TEXT:
--------------------------------------------------

GMS J Med Educ 2020;37(5):Doc50

doi: 10.3205/zma001343, urn:nbn:de:0183-zma0013436

Dieses ist die deutsche Version des Artikels.
Die englische Version finden Sie unter: http://www.egms.de/en/journals/zma/2020-37/zma001343.shtml

Eingereicht: 15. August 2019
Überarbeitet: 15. Januar 2020
Angenommen: 29. Mai 2020
Veröffentlicht: 15. September 2020

© 2020 Stefan et al.
Dieser Artikel ist ein Open-Access-Artikel und steht unter den Lizenzbedingungen der Creative Commons Attribution 4.0 License (Namensnennung). Lizenz-Angaben siehe http://creativecommons.org/licenses/by/4.0/.


Zusammenfassung

Zielsetzung: Prüfungsangst äußert sich in einer Vielzahl körperlicher und kognitiver Prozesse. Durch ihren Einfluss auf Prüfungsleistungen kann sich besonders die kognitive Prüfungsangstkomponente negativ auf Betroffene auswirken. Ein Messinstrument hierfür ist im deutschen Sprachraum bisher nicht verfügbar, existiert aber in Form der „Cognitive Test Anxiety Scale“ (CTAS) unter anderem in englischer Sprache. Ziel dieser Arbeit war die Erstellung und psychometrische Überprüfung einer deutschen Version der Skala (G-CTAS).

--------------------------------------------------

ARBEITSAUFTRAG 1: Schreiben Sie aus dem Text den Abschnitt ab, der bei den Worten „Eingereicht: 15. August“ beginnt und nach den Worten „der Skala (G-CTAS).“ endet.
ARBEITSAUFTRAG 2: Was war laut Text das Ziel der Arbeit?

ANGEZEIGTE EINTRÄGE:

--------------------------------------------------

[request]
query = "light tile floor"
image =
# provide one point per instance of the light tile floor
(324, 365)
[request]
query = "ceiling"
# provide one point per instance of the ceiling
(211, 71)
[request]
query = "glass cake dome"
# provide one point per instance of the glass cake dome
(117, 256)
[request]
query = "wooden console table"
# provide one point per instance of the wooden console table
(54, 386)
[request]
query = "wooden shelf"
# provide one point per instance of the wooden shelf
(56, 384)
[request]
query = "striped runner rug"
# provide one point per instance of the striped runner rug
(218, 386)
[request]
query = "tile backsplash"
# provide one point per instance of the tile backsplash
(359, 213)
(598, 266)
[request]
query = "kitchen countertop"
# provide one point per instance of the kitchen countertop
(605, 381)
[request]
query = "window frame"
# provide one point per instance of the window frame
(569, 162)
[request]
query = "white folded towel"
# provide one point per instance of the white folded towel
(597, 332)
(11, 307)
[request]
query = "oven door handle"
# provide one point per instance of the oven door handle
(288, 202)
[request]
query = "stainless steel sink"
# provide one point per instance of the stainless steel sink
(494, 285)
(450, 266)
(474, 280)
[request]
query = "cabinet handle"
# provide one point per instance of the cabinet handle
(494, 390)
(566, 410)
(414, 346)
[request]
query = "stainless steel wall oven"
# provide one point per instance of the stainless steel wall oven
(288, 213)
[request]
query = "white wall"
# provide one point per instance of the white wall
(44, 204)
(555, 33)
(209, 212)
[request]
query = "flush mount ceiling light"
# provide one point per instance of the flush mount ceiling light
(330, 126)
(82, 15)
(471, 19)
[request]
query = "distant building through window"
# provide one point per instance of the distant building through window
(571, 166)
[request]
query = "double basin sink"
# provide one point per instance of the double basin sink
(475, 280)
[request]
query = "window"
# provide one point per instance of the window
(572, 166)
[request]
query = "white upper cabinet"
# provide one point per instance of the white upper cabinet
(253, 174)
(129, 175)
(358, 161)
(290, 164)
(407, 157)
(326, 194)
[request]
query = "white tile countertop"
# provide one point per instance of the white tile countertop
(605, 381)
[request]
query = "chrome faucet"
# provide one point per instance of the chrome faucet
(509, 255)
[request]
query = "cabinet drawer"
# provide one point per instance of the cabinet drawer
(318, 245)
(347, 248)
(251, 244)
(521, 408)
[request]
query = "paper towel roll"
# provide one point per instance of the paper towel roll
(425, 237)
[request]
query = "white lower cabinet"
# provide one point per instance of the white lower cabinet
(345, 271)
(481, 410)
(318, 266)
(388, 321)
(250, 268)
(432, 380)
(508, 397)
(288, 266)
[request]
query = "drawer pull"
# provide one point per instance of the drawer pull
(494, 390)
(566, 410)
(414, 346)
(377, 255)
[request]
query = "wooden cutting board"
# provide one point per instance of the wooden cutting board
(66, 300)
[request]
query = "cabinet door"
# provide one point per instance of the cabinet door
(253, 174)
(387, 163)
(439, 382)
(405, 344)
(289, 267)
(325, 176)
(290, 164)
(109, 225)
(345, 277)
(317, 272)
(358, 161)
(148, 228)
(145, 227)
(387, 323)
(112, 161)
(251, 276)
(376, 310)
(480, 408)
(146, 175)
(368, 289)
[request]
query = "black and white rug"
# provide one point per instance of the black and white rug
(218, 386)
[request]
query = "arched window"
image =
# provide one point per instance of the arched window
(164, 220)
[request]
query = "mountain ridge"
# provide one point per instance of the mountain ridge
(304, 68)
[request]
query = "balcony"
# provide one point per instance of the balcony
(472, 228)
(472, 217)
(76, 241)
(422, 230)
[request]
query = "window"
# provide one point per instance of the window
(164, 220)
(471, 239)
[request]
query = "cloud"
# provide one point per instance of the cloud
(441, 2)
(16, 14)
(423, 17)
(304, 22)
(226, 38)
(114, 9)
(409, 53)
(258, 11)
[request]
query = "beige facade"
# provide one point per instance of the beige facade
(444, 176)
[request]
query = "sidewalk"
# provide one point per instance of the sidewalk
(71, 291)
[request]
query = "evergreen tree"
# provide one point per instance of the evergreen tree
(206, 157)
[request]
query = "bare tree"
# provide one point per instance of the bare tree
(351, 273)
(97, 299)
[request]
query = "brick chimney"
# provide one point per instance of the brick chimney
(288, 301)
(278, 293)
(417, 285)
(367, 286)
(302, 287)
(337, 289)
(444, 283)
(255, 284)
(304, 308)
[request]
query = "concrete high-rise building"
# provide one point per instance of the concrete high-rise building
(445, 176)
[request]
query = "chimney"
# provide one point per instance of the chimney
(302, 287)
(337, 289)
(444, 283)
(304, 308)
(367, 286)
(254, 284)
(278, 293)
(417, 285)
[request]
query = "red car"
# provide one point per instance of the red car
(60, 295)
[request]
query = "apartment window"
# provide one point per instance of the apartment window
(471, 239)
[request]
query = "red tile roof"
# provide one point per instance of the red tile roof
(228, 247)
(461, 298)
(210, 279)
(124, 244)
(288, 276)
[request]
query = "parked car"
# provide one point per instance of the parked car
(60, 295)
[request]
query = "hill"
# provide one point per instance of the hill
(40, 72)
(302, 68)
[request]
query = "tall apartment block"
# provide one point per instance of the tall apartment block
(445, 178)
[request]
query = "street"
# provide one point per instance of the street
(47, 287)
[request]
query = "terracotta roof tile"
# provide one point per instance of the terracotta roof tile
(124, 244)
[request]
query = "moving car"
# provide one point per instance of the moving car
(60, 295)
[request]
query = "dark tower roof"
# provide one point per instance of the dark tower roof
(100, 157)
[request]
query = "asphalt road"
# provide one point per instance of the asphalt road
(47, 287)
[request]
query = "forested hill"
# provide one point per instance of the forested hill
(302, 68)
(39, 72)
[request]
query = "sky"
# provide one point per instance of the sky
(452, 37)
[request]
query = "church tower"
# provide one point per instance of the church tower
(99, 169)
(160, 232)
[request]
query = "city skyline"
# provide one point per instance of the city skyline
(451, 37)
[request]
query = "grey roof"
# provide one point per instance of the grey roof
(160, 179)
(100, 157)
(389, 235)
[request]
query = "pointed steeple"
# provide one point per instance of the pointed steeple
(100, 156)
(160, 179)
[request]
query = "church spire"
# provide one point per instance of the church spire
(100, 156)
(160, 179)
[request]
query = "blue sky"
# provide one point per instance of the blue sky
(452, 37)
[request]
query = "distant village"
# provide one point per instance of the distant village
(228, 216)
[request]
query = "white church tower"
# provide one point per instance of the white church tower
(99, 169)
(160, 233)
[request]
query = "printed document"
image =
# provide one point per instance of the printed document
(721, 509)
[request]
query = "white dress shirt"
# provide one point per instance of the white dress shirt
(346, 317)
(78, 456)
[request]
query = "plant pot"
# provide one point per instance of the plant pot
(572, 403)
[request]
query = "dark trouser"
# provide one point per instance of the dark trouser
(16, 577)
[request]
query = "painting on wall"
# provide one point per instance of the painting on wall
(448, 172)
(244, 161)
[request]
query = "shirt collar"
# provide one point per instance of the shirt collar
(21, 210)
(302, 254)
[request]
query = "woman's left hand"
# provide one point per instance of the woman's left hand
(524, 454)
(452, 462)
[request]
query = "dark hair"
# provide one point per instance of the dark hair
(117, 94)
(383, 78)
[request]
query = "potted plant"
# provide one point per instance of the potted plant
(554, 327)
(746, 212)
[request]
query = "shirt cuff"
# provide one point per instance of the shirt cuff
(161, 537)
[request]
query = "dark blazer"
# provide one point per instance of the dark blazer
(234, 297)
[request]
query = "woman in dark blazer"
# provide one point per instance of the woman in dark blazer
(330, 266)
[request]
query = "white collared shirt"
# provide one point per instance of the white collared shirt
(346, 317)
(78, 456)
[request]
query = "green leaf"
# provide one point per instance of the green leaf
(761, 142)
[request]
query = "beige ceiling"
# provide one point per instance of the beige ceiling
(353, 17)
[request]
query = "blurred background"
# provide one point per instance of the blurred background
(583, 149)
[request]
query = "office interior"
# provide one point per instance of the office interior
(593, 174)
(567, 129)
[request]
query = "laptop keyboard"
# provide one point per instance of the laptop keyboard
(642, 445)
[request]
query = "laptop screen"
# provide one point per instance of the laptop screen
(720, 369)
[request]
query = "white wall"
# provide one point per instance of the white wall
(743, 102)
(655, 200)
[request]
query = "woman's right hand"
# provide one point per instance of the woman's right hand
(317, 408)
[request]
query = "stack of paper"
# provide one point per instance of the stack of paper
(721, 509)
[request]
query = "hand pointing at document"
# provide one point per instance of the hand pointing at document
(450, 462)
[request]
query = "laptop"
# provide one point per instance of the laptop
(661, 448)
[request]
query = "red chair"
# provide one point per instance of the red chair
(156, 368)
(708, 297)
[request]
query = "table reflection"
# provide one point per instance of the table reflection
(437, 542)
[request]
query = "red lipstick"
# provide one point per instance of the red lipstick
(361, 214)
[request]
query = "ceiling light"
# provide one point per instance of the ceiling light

--------------------------------------------------

LÖSUNG 1:
Eingereicht: 15. August 2019
Überarbeitet: 15. Januar 2020
Angenommen: 29. Mai 2020
Veröffentlicht: 15. September 2020

© 2020 Stefan et al.
Dieser Artikel ist ein Open-Access-Artikel und steht unter den Lizenzbedingungen der Creative Commons Attribution 4.0 License (Namensnennung). Lizenz-Angaben siehe http://creativecommons.org/licenses/by/4.0/.


Zusammenfassung

Zielsetzung: Prüfungsangst äußert sich in einer Vielzahl körperlicher und kognitiver Prozesse. Durch ihren Einfluss auf Prüfungsleistungen kann sich besonders die kognitive Prüfungsangstkomponente negativ auf Betroffene auswirken. Ein Messinstrument hierfür ist im deutschen Sprachraum bisher nicht verfügbar, existiert aber in Form der „Cognitive Test Anxiety Scale“ (CTAS) unter anderem in englischer Sprache. Ziel dieser Arbeit war die Erstellung und psychometrische Überprüfung einer deutschen Version der Skala (G-CTAS).

LÖSUNG 2: Die Erstellung und psychometrische Überprüfung einer deutschen Version der Skala (G-CTAS).